## Excerpts from a dataset
----

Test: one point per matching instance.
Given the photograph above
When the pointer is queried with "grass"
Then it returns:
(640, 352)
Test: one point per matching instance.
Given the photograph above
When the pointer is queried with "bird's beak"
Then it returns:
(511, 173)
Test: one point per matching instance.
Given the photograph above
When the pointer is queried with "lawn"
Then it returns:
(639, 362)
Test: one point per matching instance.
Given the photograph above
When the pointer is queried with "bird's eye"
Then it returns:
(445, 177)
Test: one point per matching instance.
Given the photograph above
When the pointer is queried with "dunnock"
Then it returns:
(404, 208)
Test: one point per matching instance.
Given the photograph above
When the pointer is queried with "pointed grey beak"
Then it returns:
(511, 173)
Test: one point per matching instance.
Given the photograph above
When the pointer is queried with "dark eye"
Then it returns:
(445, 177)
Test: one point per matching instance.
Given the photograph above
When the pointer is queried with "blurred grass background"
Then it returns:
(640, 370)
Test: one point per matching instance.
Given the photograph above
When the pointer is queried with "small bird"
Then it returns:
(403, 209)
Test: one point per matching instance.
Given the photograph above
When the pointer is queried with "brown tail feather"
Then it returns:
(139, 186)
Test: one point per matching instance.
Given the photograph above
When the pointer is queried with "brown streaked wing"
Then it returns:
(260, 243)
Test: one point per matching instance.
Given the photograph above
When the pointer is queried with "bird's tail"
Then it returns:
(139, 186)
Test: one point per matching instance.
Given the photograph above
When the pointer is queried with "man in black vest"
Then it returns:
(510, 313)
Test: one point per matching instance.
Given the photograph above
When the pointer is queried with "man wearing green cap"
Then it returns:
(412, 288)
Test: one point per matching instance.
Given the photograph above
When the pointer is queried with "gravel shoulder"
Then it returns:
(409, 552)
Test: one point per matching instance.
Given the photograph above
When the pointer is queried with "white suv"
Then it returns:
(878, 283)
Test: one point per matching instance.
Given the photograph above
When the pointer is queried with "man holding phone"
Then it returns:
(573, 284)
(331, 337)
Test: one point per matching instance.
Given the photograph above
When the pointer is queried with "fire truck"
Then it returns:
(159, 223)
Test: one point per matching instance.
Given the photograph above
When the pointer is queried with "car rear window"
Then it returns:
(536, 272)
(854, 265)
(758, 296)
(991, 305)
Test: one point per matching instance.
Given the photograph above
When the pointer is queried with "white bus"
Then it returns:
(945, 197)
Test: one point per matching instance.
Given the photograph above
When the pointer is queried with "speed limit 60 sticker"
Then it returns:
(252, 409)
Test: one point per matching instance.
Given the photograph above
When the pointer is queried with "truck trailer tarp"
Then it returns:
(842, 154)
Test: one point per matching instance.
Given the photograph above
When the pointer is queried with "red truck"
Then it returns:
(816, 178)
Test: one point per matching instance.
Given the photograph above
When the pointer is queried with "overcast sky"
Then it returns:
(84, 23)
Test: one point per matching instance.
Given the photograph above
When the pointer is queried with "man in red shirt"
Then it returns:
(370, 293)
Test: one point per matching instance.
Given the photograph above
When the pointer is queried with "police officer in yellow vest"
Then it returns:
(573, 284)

----

Output the data above exactly, please, line for line.

## Exercise solution
Test: one point per matching instance.
Given the photograph above
When the pointer is queried with "grass"
Then it returns:
(640, 352)
Test: one point per matching instance.
Given the photograph above
When the pointer is queried with "bird's beak"
Then it returns:
(511, 173)
Test: one point per matching instance.
Given the photograph above
When the pointer is queried with "lawn"
Then it returns:
(639, 362)
Test: one point per matching instance.
Given the photograph above
When the pointer is queried with "bird's eye"
Then it returns:
(445, 177)
Test: one point per matching instance.
Given the photograph above
When the pointer is queried with "dunnock"
Then it returns:
(404, 208)
Test: one point per matching instance.
Given the photograph above
When the pointer is queried with "pointed grey beak"
Then it returns:
(511, 173)
Test: one point per matching instance.
Given the photograph above
When the pointer is queried with "dark eye"
Then it returns:
(445, 177)
Test: one point per matching instance.
Given the photograph above
When the pointer is queried with "blurred grass background"
Then it returns:
(640, 370)
Test: one point per matching instance.
Given the photograph above
When the pointer is queried with "small bird"
Then it returns:
(403, 209)
Test: one point per matching instance.
Given the photograph above
When the pointer is queried with "brown tail feather"
Then it returns:
(139, 186)
Test: one point per matching instance.
Given the photograph above
When the pointer is queried with "brown streaked wing"
Then it returns:
(260, 243)
Test: one point per matching instance.
Given the photograph above
When the pointer is queried with "bird's tail"
Then it returns:
(139, 186)
Test: one point per matching instance.
Given the photograph above
When the pointer is queried with "man in black vest"
Then it returns:
(510, 313)
Test: one point per matching instance.
Given the photograph above
When the pointer is queried with "man wearing green cap"
Then it returns:
(412, 288)
Test: one point per matching instance.
Given the photograph above
When the pointer is queried with "gravel shoulder"
Then it returns:
(409, 552)
Test: one point per matching instance.
Given the photograph above
When the pointer is queried with "white suv"
Then it returns:
(878, 283)
Test: one point per matching instance.
Given the photograph above
When the pointer is queried with "man holding phone"
Then it returns:
(573, 284)
(331, 337)
Test: one point per matching instance.
Given the photograph above
When the pointer is queried with "fire truck"
Then it returns:
(159, 223)
Test: one point per matching instance.
Given the photograph above
When the pointer is queried with "car rear window"
Then it returns:
(536, 272)
(854, 265)
(758, 296)
(991, 305)
Test: one point per matching instance.
Given the photograph above
When the pointer is queried with "white bus"
Then it returns:
(945, 197)
Test: one point per matching instance.
Given the photograph above
When the pointer is queried with "speed limit 60 sticker"
Then it returns:
(252, 409)
Test: one point per matching instance.
Given the photograph above
When the pointer is queried with "truck trailer tarp"
Then it returns:
(842, 154)
Test: one point per matching instance.
Given the photograph above
When the pointer is queried with "red truck"
Then it returns:
(816, 178)
Test: one point per matching instance.
Given the photograph above
When the pointer is queried with "overcast sky"
Then it returns:
(84, 23)
Test: one point per matching instance.
Given the photograph above
When the pointer is queried with "man in red shirt"
Then it returns:
(370, 293)
Test: one point per matching instance.
Given the photograph above
When the pointer is queried with "police officer in yellow vest"
Then it returns:
(573, 284)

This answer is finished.